Selected text:

Updated. U.K. network monitoring company Arieso made a big splash in the U.S. in January, when it published figures showing that the iPhone 4S consumed double the amount of data of its Apple smartphone predecessors, a trend Arieso attributed to the device’s new voice interface Siri. Several months and — Arieso claims – several misconstrued quotes later, Arieso is again hoping to make leave a mark on the U.S. wireless market, though perhaps not one so controversial.
In a recent interview, CTO Mike Flanagan said Arieso is working with a major U.S. carrier
to plan for on cellular optimization planning — technology that could eventually fuel the advent of small cells. (Update: Flanagan reached back out to me to clarify that Arieso’s U.S. carrier customer is using its technology to optimize its macro network today, but it isn’t currently planning a small cell rollout). He wouldn’t name the operator, saying only it was a Tier I player, but that operator was using its network analysis and optimization tools to identify areas of high-congestion in the network – both in specific locations and from specific customers, Flanagan said. Those analytics can then be used to plan the operator’s future network expansion with precision. Rather than add an expensive layer of bandwidth throughout the network, Flanagan said, carriers could target only the areas where they need the extra bandwidth, on a cell-by-cell and even a customer-by-customer basis.
“If you are living on this planet, spectrum arrives slowly,” Flanagan said. Carriers can no longer count on spectrum being readily available for new networks, as evidenced by Verizon Wireless and AT&Ts’ to sort out what airwaves remain. “The answer is not to necessarily build new networks but improve the signal-to-noise ratio of the existing ones,” Flanagan said.
By signal-to-noise ratio, Flanagan is referring to basic quandary of cellular network design: the further away a device is from the tower, the more noise is introduced into the transmission, impairing signal strength and reducing bandwidth available over the connection. Building networks that can minimize that problem is the goal of an emerging tech sector of the wireless industry called self-optimizing networks, or SON. In my recent Long View analysis in GigaOM Pro (subscription required), I explore how technologies like Arieso’s and Intucell’s aim to use SON technologies to create more consistent, more resilient and higher-capacity networks by making them multi-layered and agile.
“For instance, if I have a customer who lives right at the edge of a cell consuming enormous amounts of data, he’s messing up the network for everyone else using that cell,” Flanagan said. Rather than try to boot that customer off the network, the carrier could offer that customer a femtocell or deploy a public small cell in his vicinity, both of which would suddenly free up network resources for everyone else. “For less than a $1000 investment, I clear up a capacity problem, and assuming it’s a good customer paying a $100 monthly bill, I get a return on that investment after a year.”
Operators aren’t going to go around placing individual cells for every customer, but the level of precision Arieso’s planning tools allow can be scaled network-wide, allowing operators to deploy heterogeneous networks, or hetnets, using small cells to build high-density clusters of capacity under the macro network umbrella. Right now, Arieso’s technology isn’t true SON because there’s no “self”-actualizing component — carriers still have to install those new cells manually. But Flanagan said that Arieso’s platform could eventually become the basis for dynamically self-optimizing systems like those being deployed by Intucell today. In such a scenario, operators don’t react to congestion problems by installing new base station. Instead the network itself reconfigures itself on the fly to meet traffic demands, following congestion as it moves through the network.

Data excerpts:
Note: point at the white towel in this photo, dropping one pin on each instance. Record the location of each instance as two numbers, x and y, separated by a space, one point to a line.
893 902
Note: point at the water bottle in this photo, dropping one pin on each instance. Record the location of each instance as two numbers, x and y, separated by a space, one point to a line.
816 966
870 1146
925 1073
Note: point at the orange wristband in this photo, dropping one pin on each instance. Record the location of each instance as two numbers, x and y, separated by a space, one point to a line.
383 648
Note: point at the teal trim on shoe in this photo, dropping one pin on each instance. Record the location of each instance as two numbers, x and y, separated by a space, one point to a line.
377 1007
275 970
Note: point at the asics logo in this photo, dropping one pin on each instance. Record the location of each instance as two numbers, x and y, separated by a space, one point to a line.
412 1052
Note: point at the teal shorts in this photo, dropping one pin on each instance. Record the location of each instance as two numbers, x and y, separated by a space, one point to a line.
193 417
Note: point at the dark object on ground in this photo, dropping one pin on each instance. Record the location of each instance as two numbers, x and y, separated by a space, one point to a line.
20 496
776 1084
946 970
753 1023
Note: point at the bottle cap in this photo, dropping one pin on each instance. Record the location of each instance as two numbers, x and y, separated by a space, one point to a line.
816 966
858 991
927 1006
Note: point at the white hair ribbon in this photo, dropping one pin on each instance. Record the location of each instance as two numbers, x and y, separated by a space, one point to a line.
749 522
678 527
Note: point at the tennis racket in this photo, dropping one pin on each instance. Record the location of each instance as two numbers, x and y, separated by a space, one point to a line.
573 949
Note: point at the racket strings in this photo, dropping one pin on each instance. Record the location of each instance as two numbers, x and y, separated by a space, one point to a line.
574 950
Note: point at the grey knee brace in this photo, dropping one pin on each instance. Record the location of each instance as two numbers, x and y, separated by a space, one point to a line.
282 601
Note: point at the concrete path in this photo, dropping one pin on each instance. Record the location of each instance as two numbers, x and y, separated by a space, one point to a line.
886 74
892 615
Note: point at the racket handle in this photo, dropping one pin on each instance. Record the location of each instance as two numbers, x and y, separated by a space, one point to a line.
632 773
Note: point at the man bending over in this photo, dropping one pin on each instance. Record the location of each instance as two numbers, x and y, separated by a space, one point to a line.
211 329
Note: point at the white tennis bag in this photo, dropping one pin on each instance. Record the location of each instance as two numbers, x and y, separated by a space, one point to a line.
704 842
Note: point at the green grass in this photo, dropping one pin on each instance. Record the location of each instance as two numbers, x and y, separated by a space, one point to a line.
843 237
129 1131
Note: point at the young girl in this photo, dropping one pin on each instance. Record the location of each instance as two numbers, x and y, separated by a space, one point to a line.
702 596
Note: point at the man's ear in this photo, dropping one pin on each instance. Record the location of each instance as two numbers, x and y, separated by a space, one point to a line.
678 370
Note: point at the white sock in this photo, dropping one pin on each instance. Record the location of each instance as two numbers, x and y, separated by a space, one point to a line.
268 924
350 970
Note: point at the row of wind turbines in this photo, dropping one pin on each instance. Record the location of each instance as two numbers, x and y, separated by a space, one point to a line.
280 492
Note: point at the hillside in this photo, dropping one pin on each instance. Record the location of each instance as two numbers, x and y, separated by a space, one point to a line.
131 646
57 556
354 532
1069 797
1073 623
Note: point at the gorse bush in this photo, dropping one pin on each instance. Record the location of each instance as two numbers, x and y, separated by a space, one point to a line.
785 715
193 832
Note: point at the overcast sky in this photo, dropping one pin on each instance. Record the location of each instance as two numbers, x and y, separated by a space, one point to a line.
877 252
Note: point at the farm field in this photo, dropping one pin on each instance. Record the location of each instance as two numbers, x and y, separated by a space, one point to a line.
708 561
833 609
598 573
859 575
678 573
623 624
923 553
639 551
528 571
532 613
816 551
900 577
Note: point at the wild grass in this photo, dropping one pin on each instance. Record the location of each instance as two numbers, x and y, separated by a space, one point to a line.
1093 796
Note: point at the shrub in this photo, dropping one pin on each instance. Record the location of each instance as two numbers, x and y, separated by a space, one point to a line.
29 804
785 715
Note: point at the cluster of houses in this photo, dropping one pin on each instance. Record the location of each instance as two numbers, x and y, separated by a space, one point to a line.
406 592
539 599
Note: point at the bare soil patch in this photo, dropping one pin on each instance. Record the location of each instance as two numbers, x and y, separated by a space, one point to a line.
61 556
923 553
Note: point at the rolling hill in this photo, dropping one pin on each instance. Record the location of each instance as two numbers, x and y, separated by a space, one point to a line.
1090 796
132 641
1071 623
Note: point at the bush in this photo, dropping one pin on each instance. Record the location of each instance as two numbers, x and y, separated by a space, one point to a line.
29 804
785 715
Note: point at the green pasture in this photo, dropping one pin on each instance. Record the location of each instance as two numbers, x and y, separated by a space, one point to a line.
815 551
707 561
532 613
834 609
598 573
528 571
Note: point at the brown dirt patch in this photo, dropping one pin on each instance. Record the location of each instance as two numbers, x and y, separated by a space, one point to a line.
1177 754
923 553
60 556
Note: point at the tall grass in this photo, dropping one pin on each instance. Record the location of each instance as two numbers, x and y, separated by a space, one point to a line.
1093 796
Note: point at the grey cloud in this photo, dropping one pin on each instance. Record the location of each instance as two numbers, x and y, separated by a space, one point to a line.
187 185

What is required:
Return the passage of the Arieso article from "By signal-to-noise ratio, Flanagan" up to and including "multi-layered and agile.", copied verbatim. The records are separate material with no connection to the Arieso article.

Response below:
By signal-to-noise ratio, Flanagan is referring to basic quandary of cellular network design: the further away a device is from the tower, the more noise is introduced into the transmission, impairing signal strength and reducing bandwidth available over the connection. Building networks that can minimize that problem is the goal of an emerging tech sector of the wireless industry called self-optimizing networks, or SON. In my recent Long View analysis in GigaOM Pro (subscription required), I explore how technologies like Arieso’s and Intucell’s aim to use SON technologies to create more consistent, more resilient and higher-capacity networks by making them multi-layered and agile.